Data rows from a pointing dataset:
-------------------------

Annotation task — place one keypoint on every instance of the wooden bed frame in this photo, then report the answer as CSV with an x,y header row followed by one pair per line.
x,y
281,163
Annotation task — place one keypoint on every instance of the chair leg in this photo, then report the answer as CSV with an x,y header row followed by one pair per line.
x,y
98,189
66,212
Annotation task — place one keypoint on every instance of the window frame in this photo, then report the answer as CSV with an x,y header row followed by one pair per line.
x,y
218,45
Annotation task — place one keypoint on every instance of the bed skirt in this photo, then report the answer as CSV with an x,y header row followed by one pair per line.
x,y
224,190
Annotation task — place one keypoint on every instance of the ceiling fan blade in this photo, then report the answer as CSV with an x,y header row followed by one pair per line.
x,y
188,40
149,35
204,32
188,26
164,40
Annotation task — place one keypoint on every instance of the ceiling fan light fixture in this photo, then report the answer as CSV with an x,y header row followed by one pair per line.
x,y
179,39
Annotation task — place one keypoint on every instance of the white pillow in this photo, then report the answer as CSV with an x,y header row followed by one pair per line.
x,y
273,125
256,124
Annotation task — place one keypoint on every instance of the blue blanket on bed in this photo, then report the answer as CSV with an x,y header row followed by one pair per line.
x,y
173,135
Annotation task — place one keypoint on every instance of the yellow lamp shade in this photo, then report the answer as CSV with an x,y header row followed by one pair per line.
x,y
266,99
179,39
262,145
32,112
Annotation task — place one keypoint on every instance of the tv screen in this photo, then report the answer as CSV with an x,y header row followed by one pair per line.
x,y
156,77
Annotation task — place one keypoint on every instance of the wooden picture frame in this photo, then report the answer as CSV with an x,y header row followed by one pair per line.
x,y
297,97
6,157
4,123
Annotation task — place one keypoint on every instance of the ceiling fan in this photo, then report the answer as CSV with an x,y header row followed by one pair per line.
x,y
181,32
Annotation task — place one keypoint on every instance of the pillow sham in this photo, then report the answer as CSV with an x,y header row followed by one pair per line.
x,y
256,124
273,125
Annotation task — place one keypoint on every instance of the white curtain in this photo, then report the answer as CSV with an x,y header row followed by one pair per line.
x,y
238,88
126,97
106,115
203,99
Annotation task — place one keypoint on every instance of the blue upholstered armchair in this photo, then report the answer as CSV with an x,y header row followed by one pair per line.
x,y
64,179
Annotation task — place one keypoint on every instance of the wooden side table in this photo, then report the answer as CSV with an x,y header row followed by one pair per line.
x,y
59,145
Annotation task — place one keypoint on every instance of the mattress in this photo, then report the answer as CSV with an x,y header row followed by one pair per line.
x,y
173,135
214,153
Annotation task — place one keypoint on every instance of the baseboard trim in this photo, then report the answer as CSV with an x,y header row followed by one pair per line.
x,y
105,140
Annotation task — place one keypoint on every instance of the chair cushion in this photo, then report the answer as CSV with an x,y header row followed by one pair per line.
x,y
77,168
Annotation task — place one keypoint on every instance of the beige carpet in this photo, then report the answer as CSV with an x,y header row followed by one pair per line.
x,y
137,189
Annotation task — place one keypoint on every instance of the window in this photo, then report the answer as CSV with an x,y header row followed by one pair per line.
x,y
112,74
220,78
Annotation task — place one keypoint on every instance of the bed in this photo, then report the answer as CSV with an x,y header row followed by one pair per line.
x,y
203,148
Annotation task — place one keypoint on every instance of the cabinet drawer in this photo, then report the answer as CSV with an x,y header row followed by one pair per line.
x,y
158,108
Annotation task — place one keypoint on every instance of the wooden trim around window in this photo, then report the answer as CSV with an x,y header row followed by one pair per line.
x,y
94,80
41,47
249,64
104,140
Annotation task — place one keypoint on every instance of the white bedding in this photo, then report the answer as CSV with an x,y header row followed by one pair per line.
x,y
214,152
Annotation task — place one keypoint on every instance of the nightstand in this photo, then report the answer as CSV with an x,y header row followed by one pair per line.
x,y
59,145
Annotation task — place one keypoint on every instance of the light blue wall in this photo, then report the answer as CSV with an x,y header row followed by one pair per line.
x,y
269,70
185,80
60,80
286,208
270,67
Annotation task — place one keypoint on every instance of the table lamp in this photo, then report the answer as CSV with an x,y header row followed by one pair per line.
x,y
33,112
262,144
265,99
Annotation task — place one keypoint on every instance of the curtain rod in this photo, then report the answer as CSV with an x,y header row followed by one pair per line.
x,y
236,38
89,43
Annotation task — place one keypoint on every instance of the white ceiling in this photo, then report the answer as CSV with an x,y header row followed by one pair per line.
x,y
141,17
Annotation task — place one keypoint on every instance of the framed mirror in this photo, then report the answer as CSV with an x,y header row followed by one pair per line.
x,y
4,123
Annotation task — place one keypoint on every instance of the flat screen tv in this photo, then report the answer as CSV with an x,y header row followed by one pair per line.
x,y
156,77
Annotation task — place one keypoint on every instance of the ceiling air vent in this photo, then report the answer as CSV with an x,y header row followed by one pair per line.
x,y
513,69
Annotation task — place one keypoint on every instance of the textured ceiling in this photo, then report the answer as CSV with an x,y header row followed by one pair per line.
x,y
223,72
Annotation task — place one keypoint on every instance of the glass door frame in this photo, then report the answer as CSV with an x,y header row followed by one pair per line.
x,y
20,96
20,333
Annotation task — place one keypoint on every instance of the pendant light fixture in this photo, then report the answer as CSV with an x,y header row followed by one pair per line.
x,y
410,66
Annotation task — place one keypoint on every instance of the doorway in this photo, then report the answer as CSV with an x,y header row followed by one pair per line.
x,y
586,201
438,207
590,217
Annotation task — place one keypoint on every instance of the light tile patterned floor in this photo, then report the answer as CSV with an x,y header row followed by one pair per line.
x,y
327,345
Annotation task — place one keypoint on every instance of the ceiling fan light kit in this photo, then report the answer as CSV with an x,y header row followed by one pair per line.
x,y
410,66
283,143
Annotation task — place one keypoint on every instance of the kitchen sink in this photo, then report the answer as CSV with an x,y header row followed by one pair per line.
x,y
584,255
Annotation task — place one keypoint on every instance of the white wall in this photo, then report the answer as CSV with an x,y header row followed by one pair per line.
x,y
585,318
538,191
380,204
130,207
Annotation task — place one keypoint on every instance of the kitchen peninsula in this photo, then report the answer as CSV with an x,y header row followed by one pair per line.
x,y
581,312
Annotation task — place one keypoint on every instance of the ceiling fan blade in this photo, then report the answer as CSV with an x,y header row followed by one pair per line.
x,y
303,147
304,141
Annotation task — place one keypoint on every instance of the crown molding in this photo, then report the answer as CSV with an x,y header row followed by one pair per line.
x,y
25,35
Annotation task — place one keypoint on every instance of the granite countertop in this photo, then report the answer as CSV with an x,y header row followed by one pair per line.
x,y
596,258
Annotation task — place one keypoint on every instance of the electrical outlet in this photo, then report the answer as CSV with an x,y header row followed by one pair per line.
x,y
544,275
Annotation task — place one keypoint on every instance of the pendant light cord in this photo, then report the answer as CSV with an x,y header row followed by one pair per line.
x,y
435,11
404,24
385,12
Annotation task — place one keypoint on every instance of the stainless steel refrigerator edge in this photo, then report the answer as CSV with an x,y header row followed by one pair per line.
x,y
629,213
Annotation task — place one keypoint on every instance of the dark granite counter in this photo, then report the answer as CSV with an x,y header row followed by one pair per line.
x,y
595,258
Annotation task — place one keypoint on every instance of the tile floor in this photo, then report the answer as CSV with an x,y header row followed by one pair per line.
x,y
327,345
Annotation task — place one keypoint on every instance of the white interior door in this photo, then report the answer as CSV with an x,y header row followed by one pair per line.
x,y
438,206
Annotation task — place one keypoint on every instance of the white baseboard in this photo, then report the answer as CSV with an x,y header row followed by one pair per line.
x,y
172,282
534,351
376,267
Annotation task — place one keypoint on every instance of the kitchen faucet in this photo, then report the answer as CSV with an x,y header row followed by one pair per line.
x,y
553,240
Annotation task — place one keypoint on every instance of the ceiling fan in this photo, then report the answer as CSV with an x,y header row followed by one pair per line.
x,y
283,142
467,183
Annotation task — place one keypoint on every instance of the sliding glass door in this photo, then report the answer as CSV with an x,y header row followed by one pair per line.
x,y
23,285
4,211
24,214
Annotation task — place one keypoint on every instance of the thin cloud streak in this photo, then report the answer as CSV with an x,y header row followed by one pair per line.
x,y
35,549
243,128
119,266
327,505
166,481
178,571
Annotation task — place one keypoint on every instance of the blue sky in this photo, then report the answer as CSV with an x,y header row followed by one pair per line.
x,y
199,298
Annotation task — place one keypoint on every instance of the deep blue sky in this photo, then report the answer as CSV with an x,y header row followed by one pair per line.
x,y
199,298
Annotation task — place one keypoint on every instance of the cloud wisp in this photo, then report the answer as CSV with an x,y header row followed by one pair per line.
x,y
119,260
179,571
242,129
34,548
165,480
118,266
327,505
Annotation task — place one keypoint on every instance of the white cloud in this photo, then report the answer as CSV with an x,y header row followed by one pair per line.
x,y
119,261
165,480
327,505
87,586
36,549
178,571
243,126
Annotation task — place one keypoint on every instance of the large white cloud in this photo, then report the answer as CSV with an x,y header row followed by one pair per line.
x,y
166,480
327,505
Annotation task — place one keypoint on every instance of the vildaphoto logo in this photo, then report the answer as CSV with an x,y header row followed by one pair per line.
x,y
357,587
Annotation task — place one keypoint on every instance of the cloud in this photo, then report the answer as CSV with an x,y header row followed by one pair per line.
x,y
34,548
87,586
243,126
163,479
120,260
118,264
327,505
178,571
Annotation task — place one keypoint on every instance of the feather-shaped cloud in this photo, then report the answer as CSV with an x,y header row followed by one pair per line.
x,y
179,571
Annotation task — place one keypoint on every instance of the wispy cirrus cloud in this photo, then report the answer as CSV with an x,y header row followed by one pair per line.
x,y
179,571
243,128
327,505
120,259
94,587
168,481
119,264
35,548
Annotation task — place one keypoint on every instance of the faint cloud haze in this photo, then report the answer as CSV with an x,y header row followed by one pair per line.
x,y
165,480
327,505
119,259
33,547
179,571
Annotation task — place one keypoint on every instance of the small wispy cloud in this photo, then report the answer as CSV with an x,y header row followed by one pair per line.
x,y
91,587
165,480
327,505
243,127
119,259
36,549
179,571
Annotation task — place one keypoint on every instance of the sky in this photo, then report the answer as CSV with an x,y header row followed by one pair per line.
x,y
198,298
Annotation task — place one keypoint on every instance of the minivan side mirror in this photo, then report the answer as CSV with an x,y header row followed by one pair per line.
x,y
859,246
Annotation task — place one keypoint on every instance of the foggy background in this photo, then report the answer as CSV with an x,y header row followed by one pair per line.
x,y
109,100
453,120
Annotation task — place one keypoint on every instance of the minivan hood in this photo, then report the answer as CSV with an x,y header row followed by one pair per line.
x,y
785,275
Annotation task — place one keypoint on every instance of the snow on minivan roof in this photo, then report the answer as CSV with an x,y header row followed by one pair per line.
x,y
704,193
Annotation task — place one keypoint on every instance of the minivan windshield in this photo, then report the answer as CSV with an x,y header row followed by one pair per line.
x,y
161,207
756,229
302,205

-------------------------

SHORT PROBLEM: Reproduce the data starting at the line containing "of the snow" and ending at the end of the data, substituting "rear window" for "windshield" and leaving everything else unchanged.

EXERCISE SOLUTION:
Annotation task — place one keypoint on every instance of the snow on minivan roof in this photo, then report the answer as CSV with an x,y header row followed by one pair per line.
x,y
704,193
Annotation task — place one keypoint on every instance of the minivan rear window in this photo, then report the answer as CSV with an x,y header row followed by one pair per line.
x,y
161,207
756,229
302,205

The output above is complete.